== Ejercicios por resolver ==
- A) ¿Con qué expresiones nombra el texto sobre Samuel Fuller el sentimiento original al que Fuller es fiel? Enuméralas todas.
- B) Indica si cada afirmación concuerda con el texto sobre Samuel Fuller y cita las palabras que lo deciden: (i) El autor reconoce que está exagerando. (ii) Los medios que usa Fuller son los mismos en todas sus películas. (iii) El trabajo de un director consiste en asegurarse de que la película acabada conserva lo que cautivó su interés al principio.
- C) Según el texto sobre Samuel Fuller, ¿a quién se parece Sam Fuller?

== Fragmento de página ==
..........
4/8/09
Una cámara que escribe
Un western de Samuel Fuller no se parece a ninguna película del oeste. Un película de guerra de Fuller no se parece a ninguna película bélica, más aún cualquier película de guerra parece falsa ante una de Fuller. Un film noir de Fuller hace que cualquier película de cine negro palidezca. Estoy exagerando, es cierto, pero muy poco, casi nada. Sam Fuller no se parece a nadie. Bueno sí, Sam Fuller sólo se parece a Sam Fuller.
El de Fuller es un cine que busca por todos los medios (y los medios cambian de filme en filme, aunque puedan advertirse motivos, correspondencias y rimas que pudieran dibujar algo así como un estilo, o quizá más bien un arte), y bajo cualquier condición, conservar el fuego del impulso inicial que alumbró el germen de la película. Por eso, debemos creerle cuando declara que el trabajo de un director consiste en asegurarse de que la película acabada conserva lo que cautivó su interés al principio, aquello que lo conmovió, que le robó el corazón de cineasta. Fuller sólo le es fiel a ese sentimiento original, ése es su motor, el manantial de su inspiración, el detonante del instinto visual, su único y verdadero guión. Lo demás son historias.
..........
== Datos disponibles ==
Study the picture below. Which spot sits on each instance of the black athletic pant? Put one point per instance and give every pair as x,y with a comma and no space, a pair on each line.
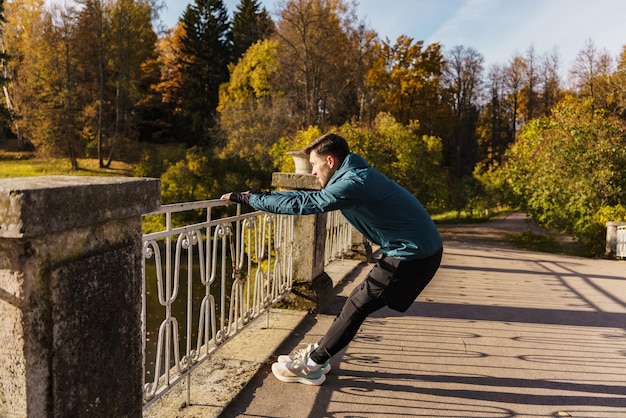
392,282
..........
== Respuestas en orden ==
- A)
- su motor
- el manantial de su inspiración
- el detonante del instinto visual
- su único y verdadero guión

- B)
(i) Sí: "Estoy exagerando, es cierto, pero muy poco, casi nada."
(ii) No: "los medios cambian de filme en filme"
(iii) Sí: "el trabajo de un director consiste en asegurarse de que la película acabada conserva lo que cautivó su interés al principio"

- C) Solo se parece a Sam Fuller.